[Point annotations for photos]
____

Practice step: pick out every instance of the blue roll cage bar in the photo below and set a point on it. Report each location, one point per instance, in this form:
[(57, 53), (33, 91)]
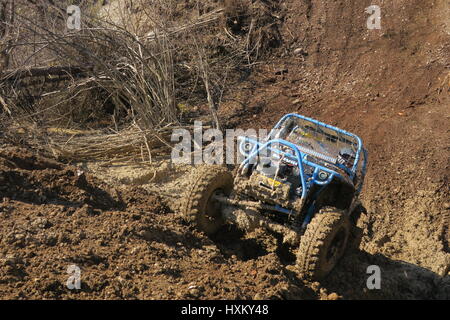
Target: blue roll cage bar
[(300, 157)]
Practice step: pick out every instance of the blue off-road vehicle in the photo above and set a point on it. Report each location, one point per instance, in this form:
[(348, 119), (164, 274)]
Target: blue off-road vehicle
[(302, 181)]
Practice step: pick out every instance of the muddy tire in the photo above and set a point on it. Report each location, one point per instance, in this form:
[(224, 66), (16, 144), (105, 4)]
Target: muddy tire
[(323, 243), (197, 205)]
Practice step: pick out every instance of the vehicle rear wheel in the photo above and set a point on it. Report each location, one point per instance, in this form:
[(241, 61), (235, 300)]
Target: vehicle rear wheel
[(323, 243), (198, 204)]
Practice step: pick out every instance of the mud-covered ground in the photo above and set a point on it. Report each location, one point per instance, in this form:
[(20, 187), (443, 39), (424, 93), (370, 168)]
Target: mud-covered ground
[(120, 225)]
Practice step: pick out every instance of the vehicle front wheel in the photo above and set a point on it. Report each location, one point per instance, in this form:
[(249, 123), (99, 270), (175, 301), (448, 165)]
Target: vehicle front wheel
[(323, 243), (199, 206)]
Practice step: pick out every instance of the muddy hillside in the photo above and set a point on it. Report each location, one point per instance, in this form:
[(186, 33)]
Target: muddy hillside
[(120, 224)]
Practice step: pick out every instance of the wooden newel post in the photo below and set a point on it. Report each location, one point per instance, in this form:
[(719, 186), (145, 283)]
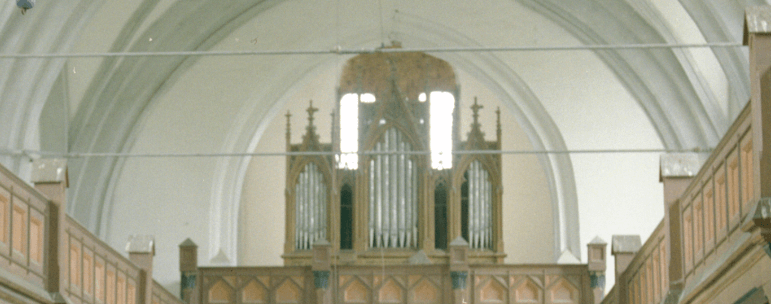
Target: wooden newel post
[(141, 249), (459, 270), (50, 178), (623, 249), (188, 269), (597, 266), (321, 267)]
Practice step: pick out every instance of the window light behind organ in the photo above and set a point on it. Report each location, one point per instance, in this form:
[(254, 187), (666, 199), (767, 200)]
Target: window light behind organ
[(393, 183)]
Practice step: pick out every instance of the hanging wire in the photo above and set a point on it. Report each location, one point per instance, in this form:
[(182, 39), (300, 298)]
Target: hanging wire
[(337, 50), (36, 153)]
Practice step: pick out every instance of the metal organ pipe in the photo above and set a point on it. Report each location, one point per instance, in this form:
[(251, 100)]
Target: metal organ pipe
[(392, 199), (480, 207), (310, 207)]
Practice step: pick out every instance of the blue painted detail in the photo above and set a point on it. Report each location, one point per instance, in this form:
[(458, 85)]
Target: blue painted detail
[(321, 279), (26, 4), (597, 280), (458, 279), (186, 282)]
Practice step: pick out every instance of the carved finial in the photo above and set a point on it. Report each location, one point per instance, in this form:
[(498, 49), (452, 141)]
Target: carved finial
[(475, 109), (311, 110)]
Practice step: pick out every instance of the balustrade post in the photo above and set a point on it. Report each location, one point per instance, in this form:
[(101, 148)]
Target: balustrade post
[(321, 267), (188, 269), (141, 249), (459, 270), (50, 178), (597, 265), (623, 249)]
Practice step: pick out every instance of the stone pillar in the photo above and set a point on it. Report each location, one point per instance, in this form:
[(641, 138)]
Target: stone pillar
[(321, 267), (459, 270), (141, 249), (188, 268), (676, 173), (50, 178), (597, 265)]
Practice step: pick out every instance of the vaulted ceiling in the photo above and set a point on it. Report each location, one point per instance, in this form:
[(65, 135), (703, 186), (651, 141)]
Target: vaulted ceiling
[(615, 98)]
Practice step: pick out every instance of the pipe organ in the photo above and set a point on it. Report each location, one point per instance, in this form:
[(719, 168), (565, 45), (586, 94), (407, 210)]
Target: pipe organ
[(479, 206), (394, 200), (310, 207), (393, 197)]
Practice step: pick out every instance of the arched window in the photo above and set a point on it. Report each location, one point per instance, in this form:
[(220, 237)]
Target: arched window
[(393, 194), (440, 216), (310, 207), (442, 105), (346, 217), (476, 207)]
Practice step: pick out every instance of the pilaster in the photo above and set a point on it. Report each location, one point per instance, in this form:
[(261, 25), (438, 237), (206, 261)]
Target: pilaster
[(50, 178)]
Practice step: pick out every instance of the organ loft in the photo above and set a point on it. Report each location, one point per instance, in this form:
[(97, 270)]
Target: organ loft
[(398, 180)]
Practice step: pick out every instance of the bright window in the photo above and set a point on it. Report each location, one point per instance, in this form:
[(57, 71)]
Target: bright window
[(442, 104), (349, 131)]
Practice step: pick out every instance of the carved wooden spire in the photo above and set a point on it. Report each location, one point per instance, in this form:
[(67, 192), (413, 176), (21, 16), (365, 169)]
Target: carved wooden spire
[(310, 134), (475, 109)]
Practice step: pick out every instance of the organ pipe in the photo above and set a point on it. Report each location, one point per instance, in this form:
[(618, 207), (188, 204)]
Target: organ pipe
[(310, 207), (392, 199), (480, 207)]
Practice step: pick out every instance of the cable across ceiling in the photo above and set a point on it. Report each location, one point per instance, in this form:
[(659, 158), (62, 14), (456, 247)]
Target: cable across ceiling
[(341, 51)]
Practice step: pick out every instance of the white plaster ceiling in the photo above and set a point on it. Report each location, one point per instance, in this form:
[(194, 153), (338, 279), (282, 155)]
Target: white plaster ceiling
[(608, 99)]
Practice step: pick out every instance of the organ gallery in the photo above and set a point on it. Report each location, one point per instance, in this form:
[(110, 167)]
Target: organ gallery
[(398, 177)]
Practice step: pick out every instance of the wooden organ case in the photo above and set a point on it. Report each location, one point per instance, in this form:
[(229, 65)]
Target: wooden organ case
[(387, 195)]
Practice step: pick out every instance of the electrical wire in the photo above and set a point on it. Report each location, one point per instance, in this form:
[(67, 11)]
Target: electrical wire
[(32, 154), (337, 50)]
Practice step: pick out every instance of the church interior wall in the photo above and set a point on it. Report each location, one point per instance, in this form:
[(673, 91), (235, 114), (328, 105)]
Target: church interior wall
[(194, 109)]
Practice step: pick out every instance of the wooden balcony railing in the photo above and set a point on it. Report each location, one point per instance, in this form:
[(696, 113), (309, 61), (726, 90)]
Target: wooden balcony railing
[(397, 284), (645, 280), (79, 265), (718, 198), (163, 296), (96, 273), (23, 230)]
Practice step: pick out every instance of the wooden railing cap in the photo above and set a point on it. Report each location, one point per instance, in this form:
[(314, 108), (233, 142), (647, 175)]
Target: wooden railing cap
[(49, 170)]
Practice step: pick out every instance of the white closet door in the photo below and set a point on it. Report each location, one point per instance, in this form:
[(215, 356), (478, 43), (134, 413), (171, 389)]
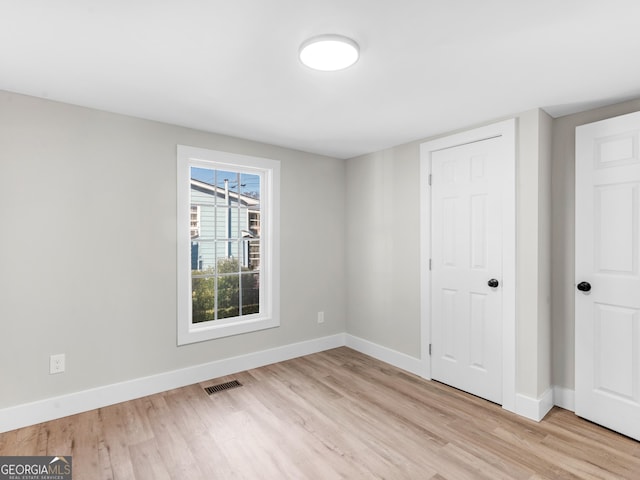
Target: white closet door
[(607, 302), (467, 267)]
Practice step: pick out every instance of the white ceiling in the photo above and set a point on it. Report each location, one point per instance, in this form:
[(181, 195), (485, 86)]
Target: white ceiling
[(231, 67)]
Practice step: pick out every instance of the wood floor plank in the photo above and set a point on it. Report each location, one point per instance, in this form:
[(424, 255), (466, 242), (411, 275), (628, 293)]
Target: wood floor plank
[(332, 415)]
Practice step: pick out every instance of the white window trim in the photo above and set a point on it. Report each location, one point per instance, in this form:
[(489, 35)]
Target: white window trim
[(269, 315)]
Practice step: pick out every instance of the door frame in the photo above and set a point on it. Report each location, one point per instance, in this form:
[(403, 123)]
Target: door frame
[(507, 131)]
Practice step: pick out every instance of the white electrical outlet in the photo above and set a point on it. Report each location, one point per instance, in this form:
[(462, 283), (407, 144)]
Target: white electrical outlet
[(56, 363)]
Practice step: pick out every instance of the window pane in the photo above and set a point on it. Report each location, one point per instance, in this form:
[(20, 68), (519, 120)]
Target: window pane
[(228, 296), (250, 185), (250, 293), (203, 299)]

____

- Do this -
Rewrite all the records above, substituting "Labeling exercise" for each "Practice step" and changing nothing else. Omit the pictures from your answer.

- Result -
Labeling exercise: pick out every instance of the blue roll cage bar in the photo below and set a point on it. Report each location, one point per instance, in this form:
[(57, 53), (33, 91)]
Target: blue roll cage bar
[(300, 157)]
Labeling exercise: pick out every instance of the blue off-road vehicle in the photo above and set a point on it. Report each location, one point per instance, in this form:
[(348, 119), (164, 274)]
Target: blue off-road vehicle
[(302, 181)]
Labeling exercise: pick out every instance of the muddy tire in the photo above and set a point on it. Report each location, one point per instance, in this form:
[(224, 66), (16, 144), (105, 4)]
Target: muddy tire
[(323, 243), (197, 205)]
Labeling exercise: pick out every instance of the vehicle rear wheel in the photo above and set a point on it. Report each location, one point per instance, in this form:
[(241, 61), (235, 300)]
Target: vehicle rear wheel
[(323, 243), (198, 204)]
Labeling exercise: pick out every instance of the mud-covered ground in the photo above and set a point on it. Report each location, one point per instance, in this form:
[(20, 187), (443, 39), (424, 93), (370, 168)]
Target: mud-covered ground
[(120, 225)]
Labeling exercise: pick out every instance of the vehicle front wheel in the photo above and set a point on it. Report each location, one point per instance, in this form:
[(249, 123), (99, 270), (175, 301), (448, 165)]
Target: vehicle front wheel
[(323, 243), (199, 206)]
Labeling exercise: pick out every instance of the muddy hillside in the photo above and set a point on it. Report each location, one point per instance, in this form:
[(186, 33)]
Target: muddy hillside
[(120, 224)]
Labeling exercise: pick out every instance of the wooden newel post in the photo below and set a point on it. Report each location, one point per instance, in this form:
[(719, 186), (145, 283)]
Target: wooden newel post
[(141, 249), (459, 270), (50, 178), (623, 249), (188, 269), (597, 266), (321, 267)]
Labeling exercise: pick out every instance of the window light behind organ in the photo above and set a point on it. Report each location, one point per instance, in this form:
[(254, 187), (666, 199), (767, 200)]
Target: window light behind organ
[(393, 183)]
Labeling exercise: pick out every instance of the hanging wire in the photo above and set a point on it. Report each location, one point per instance, in this form:
[(182, 39), (300, 298)]
Target: hanging wire
[(337, 50), (36, 153)]
Labeling exercise: pick out every instance of the metal organ pipe in the photo above and set a point on it. Report each location, one point per instance, in this form:
[(251, 100)]
Target: metal organ pipe
[(392, 199), (480, 207), (310, 207)]
Labeling exercise: pick out every instance of the blue painted detail in the photo above and set a point on it. Report each location, one point per instance, in this form:
[(458, 85)]
Target: blue painted detail
[(321, 279), (26, 4), (597, 280), (458, 279), (186, 282)]
Labeling exercise: pick out every instance of the carved finial in the photo above and set a point on it. Report each location, one point per instance, in this form:
[(498, 49), (452, 141)]
Target: carved finial
[(475, 109), (311, 110)]
Labeling exercise: pick out every instance of the balustrade post in the photo above and set a point on it. Report each location, one point per instance, in this form:
[(101, 148)]
Target: balustrade post
[(321, 267), (188, 269), (141, 249), (459, 270), (50, 178), (597, 265), (623, 249)]
Labeling exercise: pick out every instance of the stone pillar in the photo above and set a point on it. Report each location, one point per instance, in this form:
[(641, 138)]
Target: stone pillar
[(321, 267), (459, 270), (141, 249), (188, 268), (676, 173), (50, 178), (597, 265)]
Labeling exercise: pick out every instance of the vaulted ceiling in the photo above and set a point on it. Report each location, one point per instance, in this form:
[(65, 135), (703, 186), (651, 141)]
Target: vaulted ceiling
[(615, 98)]
Labeling exercise: pick out every instance of the pipe organ in the photo above and set a point on it. Report each location, one point per instance, in this form:
[(719, 168), (565, 45), (586, 94), (407, 210)]
Target: pipe organ
[(479, 206), (394, 200), (310, 207), (393, 197)]
Labeling exercise: pick out every instance of the arched window in the photo above and set a point on it. Report each location, one point per instance, in this form:
[(220, 237)]
Target: arched window
[(393, 194), (440, 216), (310, 207), (442, 105), (346, 217), (476, 207)]
Labeling exercise: pick out every instance of the pilaster in the photo above and set a point on it. Report each location, one point per instance, in this form:
[(261, 25), (438, 237), (206, 261)]
Target: pilaster
[(50, 178)]
Labeling exercise: pick out every instance of the organ loft in the photo above and set a point on it. Report each location, one point per instance, in this form:
[(97, 270)]
Target: organ loft
[(398, 180)]
Labeling exercise: pick out every instance of the bright window in the photo above and set a point on it. Report each location, one point per instance, in this form:
[(57, 71)]
Target: bright window
[(442, 104), (349, 131)]
Labeling exercise: pick out every instance of the carved wooden spire in the photo above and set a point on it. Report each location, one point per instance, in this form:
[(67, 192), (413, 176), (21, 16), (365, 169)]
Target: carved wooden spire
[(310, 134), (475, 109)]
Labeling exercise: pick out every instance of the organ pipe in the photo above and set a point on it. Report each location, one point per instance, in this form:
[(618, 207), (188, 204)]
Target: organ pipe
[(310, 207), (392, 199), (480, 207)]
Labeling exercise: pick out every instance of the cable across ceiling in the photo above and set a point on it. Report each location, one point per instance, in this form:
[(659, 158), (62, 14), (456, 247)]
Target: cable across ceiling
[(341, 51)]
Labeling exercise: pick out every instance of the white plaster ceiling in the photo above and set a point on it. Report each location, one point per instance, in this form:
[(194, 153), (338, 279), (282, 155)]
Target: white plaster ceiling
[(608, 99)]
Labeling exercise: pick out every instance of the organ gallery in the photo above and set a point on it. Report each location, one point per instance, in this form:
[(110, 167)]
Target: organ gallery
[(398, 177)]
Labeling exercise: pick out every instance of the wooden organ case in the photo above and set a point on it. Report each location, one point per instance, in this form:
[(229, 65)]
Target: wooden organ case
[(387, 195)]
Labeling exercise: pick out every instance of the electrical wire in the photo above and set a point on it. Report each location, one point per instance, in this form:
[(67, 11)]
Target: electrical wire
[(32, 154), (337, 50)]
Labeling exercise: pick out every instance of the church interior wall in the photo above and set a point on it. Report each location, one point per instance, in this form:
[(673, 91), (235, 114), (328, 105)]
Target: church interior wall
[(194, 109)]
Labeling exercise: pick out every instance of the wooden balcony railing in the photo above and set a point on it. Report each location, one point per instance, in this form:
[(696, 113), (309, 61), (726, 90)]
Target: wooden balcony railing
[(397, 284), (645, 280), (79, 265), (718, 198), (163, 296), (96, 273), (23, 230)]
Labeling exercise: pick out every instance of the wooden railing cap in the photo above and set a point on it. Report each location, one point per instance, in this form:
[(314, 108), (233, 142), (647, 175)]
Target: wooden railing cap
[(49, 170)]
Labeling exercise: pick out every instance of the white closet door in the photo below and set a point on it. Report each location, one point per instance, in this form:
[(215, 356), (478, 43), (134, 413), (171, 389)]
Target: white closet door
[(607, 302), (467, 267)]
Labeling exercise: pick out every instance of the white ceiling in the photo above and set a point on it. Report each location, one point per instance, in this form:
[(181, 195), (485, 86)]
Target: white ceiling
[(231, 67)]
Labeling exercise: pick out every instance of the wood floor plank in the photo above and set a point on it. Report each location, one point per instance, in this form:
[(424, 255), (466, 242), (411, 275), (628, 293)]
Target: wood floor plank
[(332, 415)]
Labeling exercise: pick out every instance of the white window trim in the photo above and set a point on it. Report each location, one point per instance, in this form:
[(489, 35)]
Target: white window trim
[(269, 315)]
Labeling exercise: pick out every instance of the door frame in the photo above and set a point on it. Report each location, one point per instance, in this form:
[(403, 123)]
Target: door frame
[(507, 131)]
Labeling exercise: pick out every instance of the white electrical outlet in the photo above and set a point on it. Report each location, one point per instance, in this form:
[(462, 283), (407, 144)]
Target: white electrical outlet
[(56, 363)]
Labeling exercise: pick out every instance of the window pane in the photo above and set a point on it. Report each location, one point per instance, in this form:
[(20, 68), (519, 120)]
Target: window pane
[(228, 296), (250, 185), (250, 293), (203, 299)]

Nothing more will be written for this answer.